═════ Data rows
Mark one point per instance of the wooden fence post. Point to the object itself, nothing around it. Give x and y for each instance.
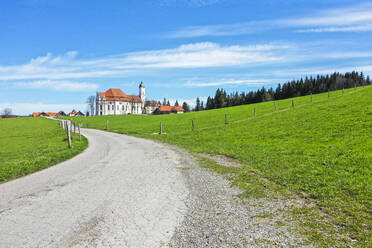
(68, 137)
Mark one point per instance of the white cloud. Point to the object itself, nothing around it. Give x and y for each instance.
(29, 108)
(351, 19)
(60, 85)
(191, 3)
(195, 55)
(228, 82)
(355, 28)
(191, 102)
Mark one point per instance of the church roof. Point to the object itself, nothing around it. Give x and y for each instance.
(118, 95)
(152, 103)
(164, 108)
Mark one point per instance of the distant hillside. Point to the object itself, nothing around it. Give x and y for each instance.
(317, 146)
(302, 87)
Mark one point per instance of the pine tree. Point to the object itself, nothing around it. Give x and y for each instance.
(186, 107)
(197, 107)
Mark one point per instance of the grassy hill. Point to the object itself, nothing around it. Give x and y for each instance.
(320, 149)
(30, 144)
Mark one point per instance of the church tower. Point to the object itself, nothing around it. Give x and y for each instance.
(142, 92)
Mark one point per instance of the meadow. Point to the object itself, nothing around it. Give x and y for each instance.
(30, 144)
(319, 149)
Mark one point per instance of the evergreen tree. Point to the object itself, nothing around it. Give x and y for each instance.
(186, 107)
(301, 87)
(197, 107)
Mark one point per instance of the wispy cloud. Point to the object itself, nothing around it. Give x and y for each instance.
(351, 19)
(191, 3)
(59, 85)
(195, 55)
(25, 108)
(228, 82)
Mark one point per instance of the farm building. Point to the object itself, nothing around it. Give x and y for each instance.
(169, 110)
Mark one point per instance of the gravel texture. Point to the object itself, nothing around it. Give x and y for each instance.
(128, 192)
(120, 192)
(216, 217)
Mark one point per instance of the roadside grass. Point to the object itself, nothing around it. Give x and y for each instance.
(30, 144)
(320, 150)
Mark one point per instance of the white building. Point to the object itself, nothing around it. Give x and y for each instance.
(116, 102)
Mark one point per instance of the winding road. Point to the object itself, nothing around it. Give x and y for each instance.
(120, 192)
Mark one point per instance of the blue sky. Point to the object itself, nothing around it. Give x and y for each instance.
(55, 53)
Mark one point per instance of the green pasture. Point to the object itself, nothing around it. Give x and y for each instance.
(33, 143)
(320, 149)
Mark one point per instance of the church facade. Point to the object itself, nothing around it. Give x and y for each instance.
(116, 102)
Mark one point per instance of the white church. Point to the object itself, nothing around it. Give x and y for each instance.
(116, 102)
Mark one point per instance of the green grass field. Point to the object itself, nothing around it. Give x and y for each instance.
(320, 149)
(31, 144)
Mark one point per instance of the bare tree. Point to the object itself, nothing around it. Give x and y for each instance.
(7, 111)
(91, 101)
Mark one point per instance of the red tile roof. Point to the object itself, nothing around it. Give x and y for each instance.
(170, 108)
(118, 95)
(152, 103)
(73, 112)
(51, 114)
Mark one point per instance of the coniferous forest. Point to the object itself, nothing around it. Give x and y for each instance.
(294, 88)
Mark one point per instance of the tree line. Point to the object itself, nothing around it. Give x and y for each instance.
(294, 88)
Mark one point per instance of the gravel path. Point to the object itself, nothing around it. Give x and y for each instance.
(129, 192)
(121, 192)
(216, 217)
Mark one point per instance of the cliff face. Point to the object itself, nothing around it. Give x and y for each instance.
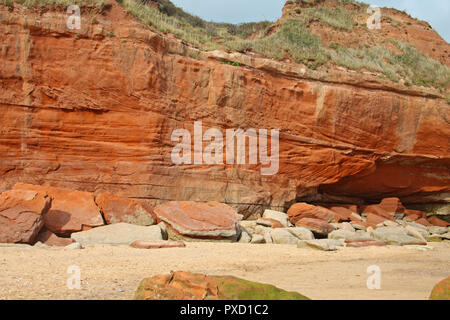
(94, 110)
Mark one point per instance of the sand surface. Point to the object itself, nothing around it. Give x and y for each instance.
(114, 272)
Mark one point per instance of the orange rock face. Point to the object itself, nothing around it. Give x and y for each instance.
(143, 244)
(373, 219)
(317, 226)
(435, 221)
(189, 219)
(304, 210)
(49, 238)
(379, 211)
(22, 215)
(71, 211)
(85, 111)
(116, 209)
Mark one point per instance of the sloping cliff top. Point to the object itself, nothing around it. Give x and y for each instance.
(325, 39)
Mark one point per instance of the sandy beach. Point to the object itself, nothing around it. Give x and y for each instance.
(114, 272)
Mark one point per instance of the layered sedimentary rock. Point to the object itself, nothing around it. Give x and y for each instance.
(117, 209)
(71, 210)
(22, 215)
(94, 110)
(190, 220)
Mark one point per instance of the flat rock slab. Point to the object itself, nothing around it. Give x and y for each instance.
(22, 215)
(71, 211)
(189, 286)
(199, 220)
(117, 209)
(348, 235)
(301, 233)
(396, 238)
(283, 236)
(149, 244)
(304, 210)
(281, 217)
(317, 226)
(321, 244)
(119, 233)
(364, 243)
(50, 239)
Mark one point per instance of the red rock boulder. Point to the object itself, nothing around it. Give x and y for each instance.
(364, 243)
(49, 238)
(147, 244)
(423, 222)
(373, 220)
(392, 205)
(304, 210)
(420, 214)
(191, 286)
(116, 209)
(342, 213)
(71, 211)
(379, 211)
(189, 220)
(317, 226)
(435, 221)
(22, 215)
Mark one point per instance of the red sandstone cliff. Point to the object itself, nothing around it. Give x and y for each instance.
(94, 110)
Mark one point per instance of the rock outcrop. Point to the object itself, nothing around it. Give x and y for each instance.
(22, 215)
(118, 209)
(188, 220)
(71, 210)
(94, 110)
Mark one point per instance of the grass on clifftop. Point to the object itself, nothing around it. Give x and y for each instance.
(100, 4)
(291, 38)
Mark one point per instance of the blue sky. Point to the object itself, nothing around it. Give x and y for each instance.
(436, 12)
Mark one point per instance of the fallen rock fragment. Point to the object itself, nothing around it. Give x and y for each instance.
(257, 239)
(317, 226)
(151, 244)
(50, 239)
(281, 217)
(195, 221)
(396, 238)
(303, 210)
(22, 214)
(321, 244)
(117, 209)
(118, 233)
(189, 286)
(435, 221)
(71, 211)
(364, 243)
(348, 235)
(283, 236)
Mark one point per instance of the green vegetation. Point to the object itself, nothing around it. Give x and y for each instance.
(99, 4)
(411, 64)
(288, 39)
(232, 288)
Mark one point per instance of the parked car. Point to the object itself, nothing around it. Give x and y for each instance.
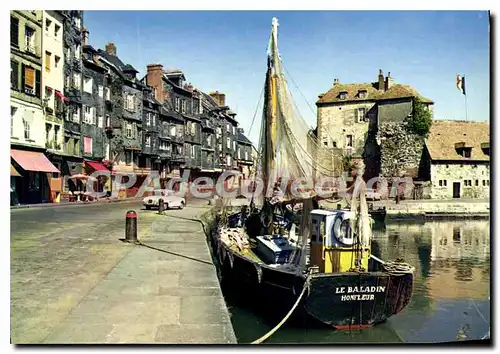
(169, 199)
(372, 194)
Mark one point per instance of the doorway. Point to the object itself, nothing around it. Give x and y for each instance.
(456, 189)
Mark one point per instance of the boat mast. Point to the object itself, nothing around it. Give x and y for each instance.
(271, 108)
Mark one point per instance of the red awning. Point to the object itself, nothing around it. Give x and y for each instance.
(97, 166)
(33, 161)
(61, 96)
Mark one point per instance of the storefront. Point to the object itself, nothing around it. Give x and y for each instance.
(37, 172)
(100, 184)
(14, 175)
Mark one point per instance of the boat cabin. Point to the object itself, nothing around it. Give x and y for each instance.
(334, 244)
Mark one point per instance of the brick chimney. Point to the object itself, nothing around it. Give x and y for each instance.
(381, 81)
(111, 48)
(218, 97)
(388, 81)
(85, 36)
(154, 79)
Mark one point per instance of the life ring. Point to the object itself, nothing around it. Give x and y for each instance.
(342, 229)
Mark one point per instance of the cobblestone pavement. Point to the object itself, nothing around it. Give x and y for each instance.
(74, 281)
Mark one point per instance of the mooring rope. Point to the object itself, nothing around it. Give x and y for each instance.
(278, 326)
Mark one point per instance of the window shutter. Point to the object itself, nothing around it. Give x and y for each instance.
(14, 74)
(23, 76)
(14, 31)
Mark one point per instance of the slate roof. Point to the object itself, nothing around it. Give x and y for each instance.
(394, 111)
(170, 113)
(444, 134)
(114, 60)
(243, 139)
(372, 93)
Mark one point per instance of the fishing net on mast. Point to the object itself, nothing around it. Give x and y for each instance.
(299, 161)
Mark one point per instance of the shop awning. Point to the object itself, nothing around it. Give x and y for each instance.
(33, 161)
(13, 172)
(97, 166)
(61, 96)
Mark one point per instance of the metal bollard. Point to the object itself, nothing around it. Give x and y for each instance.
(161, 206)
(131, 226)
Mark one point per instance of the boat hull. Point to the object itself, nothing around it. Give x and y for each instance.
(341, 300)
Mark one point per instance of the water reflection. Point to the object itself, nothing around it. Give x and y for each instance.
(450, 295)
(452, 278)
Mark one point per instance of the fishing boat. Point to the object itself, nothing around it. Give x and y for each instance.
(315, 263)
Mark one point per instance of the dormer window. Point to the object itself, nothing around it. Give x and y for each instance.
(485, 147)
(463, 149)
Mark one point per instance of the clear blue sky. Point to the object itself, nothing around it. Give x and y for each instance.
(226, 51)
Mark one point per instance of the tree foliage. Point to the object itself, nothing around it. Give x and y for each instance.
(421, 120)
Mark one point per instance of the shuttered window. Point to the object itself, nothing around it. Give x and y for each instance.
(87, 145)
(29, 77)
(14, 75)
(38, 85)
(14, 31)
(47, 61)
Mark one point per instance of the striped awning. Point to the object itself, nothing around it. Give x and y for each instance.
(13, 172)
(33, 161)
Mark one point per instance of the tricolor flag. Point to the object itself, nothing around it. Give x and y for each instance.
(461, 83)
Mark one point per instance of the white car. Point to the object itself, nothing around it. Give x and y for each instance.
(168, 197)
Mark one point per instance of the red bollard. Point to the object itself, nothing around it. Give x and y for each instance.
(131, 226)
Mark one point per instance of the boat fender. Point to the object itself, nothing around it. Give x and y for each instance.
(259, 272)
(342, 222)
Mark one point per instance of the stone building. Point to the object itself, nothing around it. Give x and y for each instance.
(149, 158)
(95, 147)
(125, 115)
(226, 134)
(359, 118)
(31, 171)
(456, 159)
(53, 80)
(71, 158)
(175, 99)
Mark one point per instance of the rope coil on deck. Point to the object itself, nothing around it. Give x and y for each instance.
(282, 322)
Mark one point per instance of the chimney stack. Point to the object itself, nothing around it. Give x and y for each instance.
(154, 79)
(85, 36)
(219, 98)
(111, 48)
(381, 83)
(388, 81)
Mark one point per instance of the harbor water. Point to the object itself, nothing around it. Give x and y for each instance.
(450, 296)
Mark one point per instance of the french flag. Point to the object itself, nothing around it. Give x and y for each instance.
(461, 83)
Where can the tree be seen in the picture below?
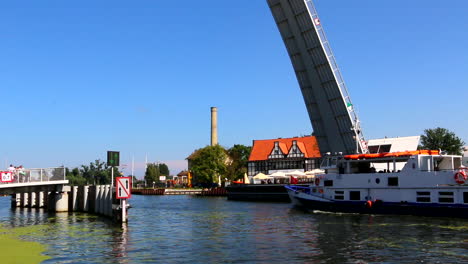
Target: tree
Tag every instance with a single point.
(441, 138)
(208, 163)
(163, 169)
(239, 156)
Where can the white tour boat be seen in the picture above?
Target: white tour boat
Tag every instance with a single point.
(422, 182)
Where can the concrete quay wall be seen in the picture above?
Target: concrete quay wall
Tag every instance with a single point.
(98, 199)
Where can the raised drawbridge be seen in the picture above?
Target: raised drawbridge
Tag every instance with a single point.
(334, 120)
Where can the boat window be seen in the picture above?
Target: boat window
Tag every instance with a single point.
(354, 195)
(392, 181)
(445, 197)
(339, 195)
(423, 197)
(380, 148)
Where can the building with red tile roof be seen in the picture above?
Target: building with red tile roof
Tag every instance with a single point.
(284, 154)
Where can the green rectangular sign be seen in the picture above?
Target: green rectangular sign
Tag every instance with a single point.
(113, 158)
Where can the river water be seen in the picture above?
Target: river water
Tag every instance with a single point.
(186, 229)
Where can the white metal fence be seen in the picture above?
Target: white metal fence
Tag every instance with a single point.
(36, 175)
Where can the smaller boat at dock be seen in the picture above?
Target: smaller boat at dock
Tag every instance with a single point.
(422, 182)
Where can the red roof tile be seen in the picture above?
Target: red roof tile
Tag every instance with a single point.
(262, 148)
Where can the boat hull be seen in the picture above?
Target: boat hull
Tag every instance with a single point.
(313, 202)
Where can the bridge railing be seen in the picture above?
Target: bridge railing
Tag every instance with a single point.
(37, 175)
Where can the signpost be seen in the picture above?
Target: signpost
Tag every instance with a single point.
(6, 176)
(123, 186)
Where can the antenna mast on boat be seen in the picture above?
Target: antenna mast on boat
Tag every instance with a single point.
(331, 112)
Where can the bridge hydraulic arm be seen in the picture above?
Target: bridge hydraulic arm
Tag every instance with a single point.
(335, 123)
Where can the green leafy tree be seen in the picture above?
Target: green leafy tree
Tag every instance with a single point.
(208, 163)
(441, 138)
(57, 174)
(239, 157)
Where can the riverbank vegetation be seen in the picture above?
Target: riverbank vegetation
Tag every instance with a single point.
(214, 163)
(443, 139)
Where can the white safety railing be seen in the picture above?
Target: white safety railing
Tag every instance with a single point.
(26, 175)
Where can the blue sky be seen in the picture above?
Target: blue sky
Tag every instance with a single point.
(80, 78)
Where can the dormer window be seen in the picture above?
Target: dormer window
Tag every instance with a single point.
(294, 151)
(276, 153)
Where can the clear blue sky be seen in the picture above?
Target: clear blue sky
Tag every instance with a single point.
(80, 78)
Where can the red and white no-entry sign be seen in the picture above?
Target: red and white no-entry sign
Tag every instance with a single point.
(123, 187)
(6, 176)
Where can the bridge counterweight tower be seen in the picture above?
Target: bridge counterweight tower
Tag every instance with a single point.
(335, 123)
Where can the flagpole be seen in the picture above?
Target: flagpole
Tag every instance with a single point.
(133, 166)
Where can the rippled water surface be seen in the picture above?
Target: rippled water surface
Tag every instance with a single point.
(185, 229)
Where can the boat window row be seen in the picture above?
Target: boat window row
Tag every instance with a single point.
(421, 196)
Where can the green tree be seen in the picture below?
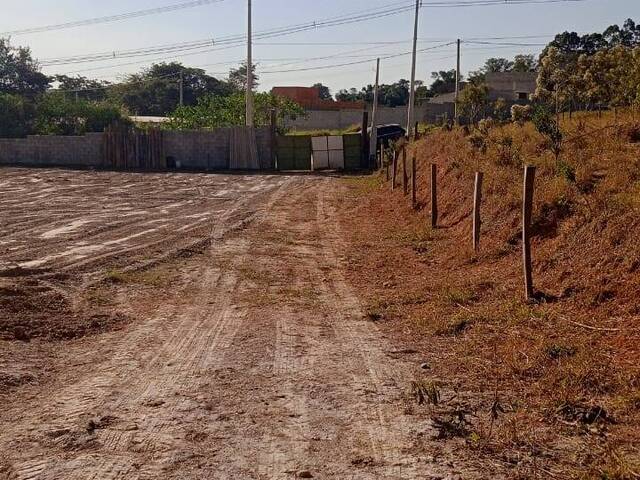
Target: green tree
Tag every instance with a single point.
(56, 114)
(16, 116)
(215, 111)
(82, 87)
(19, 72)
(156, 90)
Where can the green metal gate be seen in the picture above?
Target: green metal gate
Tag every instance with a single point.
(352, 151)
(294, 152)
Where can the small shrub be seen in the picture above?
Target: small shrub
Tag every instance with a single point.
(521, 114)
(547, 126)
(478, 141)
(508, 154)
(425, 392)
(485, 125)
(558, 351)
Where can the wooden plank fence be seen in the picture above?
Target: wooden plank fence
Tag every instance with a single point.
(128, 148)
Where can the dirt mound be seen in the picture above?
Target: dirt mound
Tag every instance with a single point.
(35, 308)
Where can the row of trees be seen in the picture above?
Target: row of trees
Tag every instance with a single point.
(34, 103)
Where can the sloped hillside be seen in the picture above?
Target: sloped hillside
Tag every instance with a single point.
(549, 389)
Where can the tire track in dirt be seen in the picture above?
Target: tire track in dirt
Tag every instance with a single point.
(190, 342)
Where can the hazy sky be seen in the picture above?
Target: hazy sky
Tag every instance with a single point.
(437, 26)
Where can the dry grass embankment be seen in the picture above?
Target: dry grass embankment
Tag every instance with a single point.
(544, 390)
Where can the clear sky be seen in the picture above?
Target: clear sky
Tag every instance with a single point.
(352, 43)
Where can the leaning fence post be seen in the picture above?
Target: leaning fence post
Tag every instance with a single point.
(274, 136)
(385, 161)
(365, 163)
(477, 202)
(434, 196)
(413, 182)
(395, 170)
(405, 179)
(527, 209)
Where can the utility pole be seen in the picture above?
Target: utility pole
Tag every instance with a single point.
(412, 92)
(456, 114)
(374, 114)
(249, 93)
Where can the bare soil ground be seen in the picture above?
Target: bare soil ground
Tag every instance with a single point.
(197, 326)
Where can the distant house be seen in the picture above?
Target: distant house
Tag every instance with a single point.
(512, 86)
(443, 98)
(309, 99)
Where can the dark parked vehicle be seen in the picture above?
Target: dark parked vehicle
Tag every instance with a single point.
(389, 133)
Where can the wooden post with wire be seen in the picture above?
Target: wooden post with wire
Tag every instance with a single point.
(434, 195)
(477, 202)
(414, 188)
(527, 211)
(385, 159)
(405, 175)
(273, 123)
(395, 169)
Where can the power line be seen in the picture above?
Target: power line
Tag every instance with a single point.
(112, 18)
(233, 41)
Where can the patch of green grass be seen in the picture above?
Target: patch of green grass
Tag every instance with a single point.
(154, 278)
(458, 296)
(425, 392)
(417, 239)
(558, 351)
(454, 327)
(362, 185)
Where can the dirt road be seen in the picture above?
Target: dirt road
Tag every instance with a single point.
(247, 356)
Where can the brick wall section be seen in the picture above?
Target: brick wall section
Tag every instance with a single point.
(52, 150)
(323, 119)
(198, 150)
(195, 150)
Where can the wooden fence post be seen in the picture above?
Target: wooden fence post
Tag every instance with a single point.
(477, 202)
(413, 182)
(434, 196)
(385, 161)
(405, 179)
(395, 170)
(527, 210)
(274, 138)
(365, 140)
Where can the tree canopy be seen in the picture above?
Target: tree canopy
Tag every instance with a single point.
(19, 72)
(156, 90)
(215, 111)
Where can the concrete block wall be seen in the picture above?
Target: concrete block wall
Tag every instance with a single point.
(50, 150)
(198, 150)
(195, 150)
(327, 119)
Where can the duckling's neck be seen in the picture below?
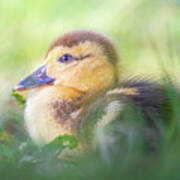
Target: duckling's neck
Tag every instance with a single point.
(52, 111)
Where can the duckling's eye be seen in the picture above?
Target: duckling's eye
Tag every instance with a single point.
(65, 58)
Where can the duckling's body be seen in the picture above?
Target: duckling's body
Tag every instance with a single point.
(80, 75)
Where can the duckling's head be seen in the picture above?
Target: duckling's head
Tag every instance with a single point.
(83, 60)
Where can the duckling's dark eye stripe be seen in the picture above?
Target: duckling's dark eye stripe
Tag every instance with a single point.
(67, 57)
(82, 57)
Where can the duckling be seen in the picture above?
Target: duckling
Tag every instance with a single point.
(79, 76)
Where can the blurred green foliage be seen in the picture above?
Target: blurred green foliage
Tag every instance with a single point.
(146, 34)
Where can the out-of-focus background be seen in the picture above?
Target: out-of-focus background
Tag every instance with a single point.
(145, 32)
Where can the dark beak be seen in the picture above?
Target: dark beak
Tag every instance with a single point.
(37, 78)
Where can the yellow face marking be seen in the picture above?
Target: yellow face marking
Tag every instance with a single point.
(94, 72)
(126, 91)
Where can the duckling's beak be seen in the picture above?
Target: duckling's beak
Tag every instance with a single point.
(37, 78)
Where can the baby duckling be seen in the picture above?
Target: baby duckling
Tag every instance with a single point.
(80, 74)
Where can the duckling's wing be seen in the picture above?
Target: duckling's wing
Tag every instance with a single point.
(134, 108)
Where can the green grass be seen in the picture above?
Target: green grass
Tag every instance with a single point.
(146, 34)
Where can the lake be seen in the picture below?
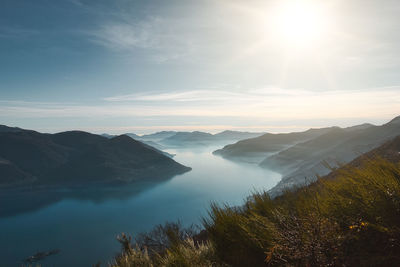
══════════
# [Given exercise]
Report each of the lines above that contains the word "dark", copying every such line in full. Case counts.

# [Correct result]
Where can the dark parked vehicle be seen in the picture above?
Target: dark parked vehicle
Where can the duckling's dark eye stripe be seen in the picture above?
Target: duckling's dark eye stripe
Where can the dark beak be seen in the picture above?
Target: dark beak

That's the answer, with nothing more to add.